## EXERCISE DIRECTIONS
Convert the listing below into a Markdown table with the columns "Row" and "Line," numbering each line and leaving out blank lines and pictures.

## RECORDED DATA
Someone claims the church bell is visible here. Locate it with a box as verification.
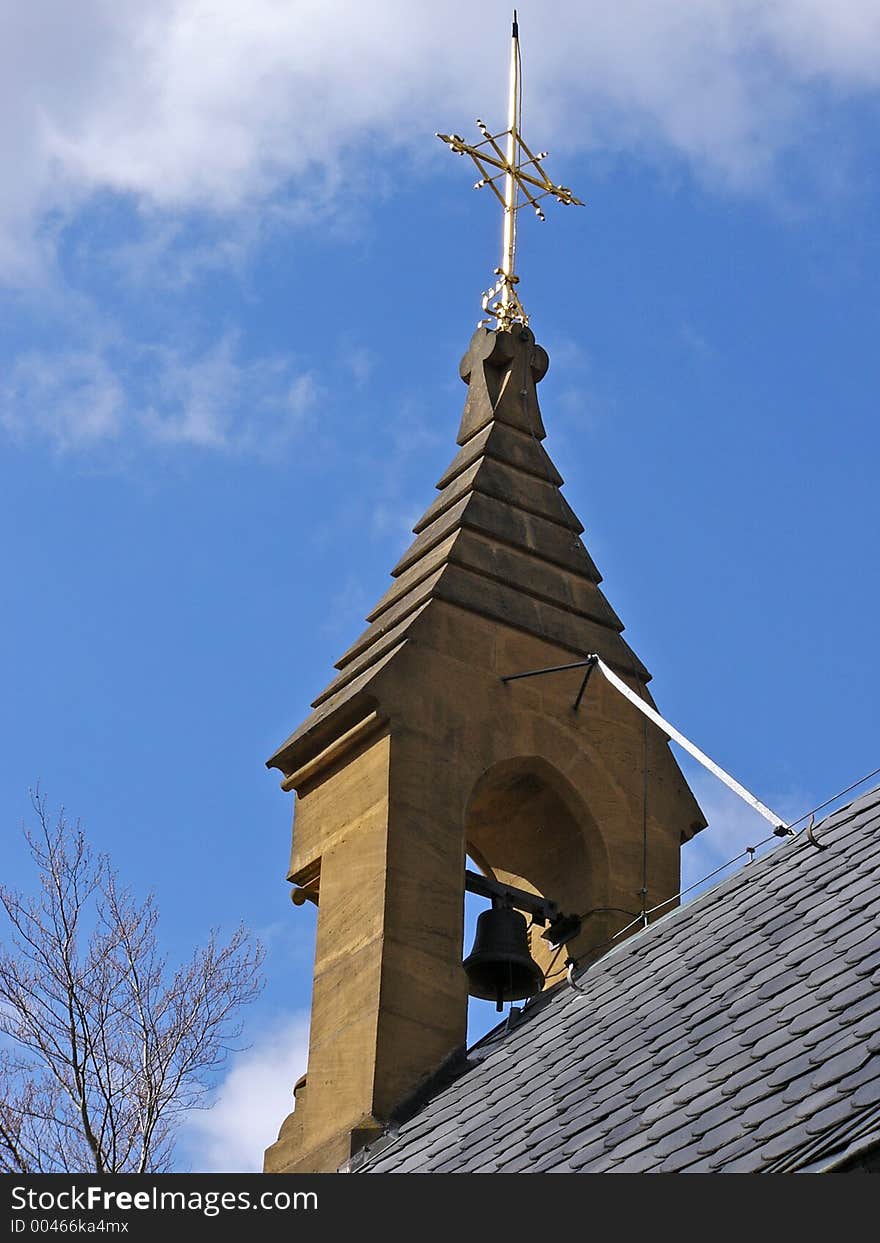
[464,904,544,1009]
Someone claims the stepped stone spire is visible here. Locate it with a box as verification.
[270,324,650,772]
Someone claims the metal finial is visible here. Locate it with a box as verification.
[438,9,583,329]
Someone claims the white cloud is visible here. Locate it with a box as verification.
[0,334,319,454]
[181,1014,308,1173]
[0,0,880,280]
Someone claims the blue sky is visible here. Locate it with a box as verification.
[0,0,880,1168]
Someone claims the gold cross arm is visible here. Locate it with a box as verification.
[438,10,584,329]
[438,121,584,220]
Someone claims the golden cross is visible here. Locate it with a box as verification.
[438,9,583,329]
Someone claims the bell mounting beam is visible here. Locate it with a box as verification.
[465,869,582,948]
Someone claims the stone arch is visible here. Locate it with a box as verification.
[465,756,609,983]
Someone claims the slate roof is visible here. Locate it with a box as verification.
[352,789,880,1173]
[267,328,651,775]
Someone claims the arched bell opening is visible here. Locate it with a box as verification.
[465,756,608,1004]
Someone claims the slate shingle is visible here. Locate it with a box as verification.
[357,791,880,1173]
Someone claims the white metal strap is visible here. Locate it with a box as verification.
[593,655,787,828]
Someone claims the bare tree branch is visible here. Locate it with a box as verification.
[0,791,264,1173]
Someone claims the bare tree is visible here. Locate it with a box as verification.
[0,791,264,1173]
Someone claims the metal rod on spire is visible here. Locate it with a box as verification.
[438,9,583,331]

## OUTPUT FOR THIS EXERCISE
| Row | Line |
|---|---|
| 1 | Someone claims the church bell is visible here. Locate it with a box as verification. |
| 2 | [464,904,544,1009] |
| 3 | Someone claims the stepped stone spire is visible here. Locate it with a box as verification. |
| 4 | [270,324,650,772] |
| 5 | Someone claims the metal finial is visible here. Locate it with a box as verification. |
| 6 | [438,9,583,329] |
| 7 | Someone claims the white cloud is visible here. Locate it with a box as verification. |
| 8 | [0,334,319,454] |
| 9 | [181,1014,308,1173] |
| 10 | [0,0,880,280] |
| 11 | Someone claims the blue sky is visible here. Locate it with a box as verification. |
| 12 | [0,0,880,1168] |
| 13 | Someone claims the gold cross arm is visible here. Locate it with a box as verification. |
| 14 | [438,10,584,329] |
| 15 | [438,121,584,220] |
| 16 | Someone claims the golden cross is visible here. Locate it with a box as verification. |
| 17 | [438,9,583,329] |
| 18 | Someone claims the bell mounting beam is visible here. Locate it with a box as verification. |
| 19 | [465,869,582,948] |
| 20 | Someone claims the stone arch is visible here. Locate it with a box as verification. |
| 21 | [465,756,609,983] |
| 22 | Someone claims the slate roof is visible here. Locate it with a box as verification. |
| 23 | [352,789,880,1173] |
| 24 | [267,328,651,775] |
| 25 | Someone claims the arched bell opening is visible here. Locate it with a box as verification. |
| 26 | [465,756,608,1004] |
| 27 | Someone claims the slate shingle is visible here. Locate it with a box as verification. |
| 28 | [357,791,880,1173] |
| 29 | Someone claims the white metal strap is visible here. Locate it with a box as verification. |
| 30 | [593,655,787,828] |
| 31 | Someone claims the bare tree branch is visible here. Locate it with a box as verification. |
| 32 | [0,791,264,1173] |
| 33 | Someone claims the bare tree is visible here. Locate it with a box as verification. |
| 34 | [0,791,264,1173] |
| 35 | Someone claims the metal rod on spire is visible here. Locate it with a box as verification. |
| 36 | [438,9,583,331] |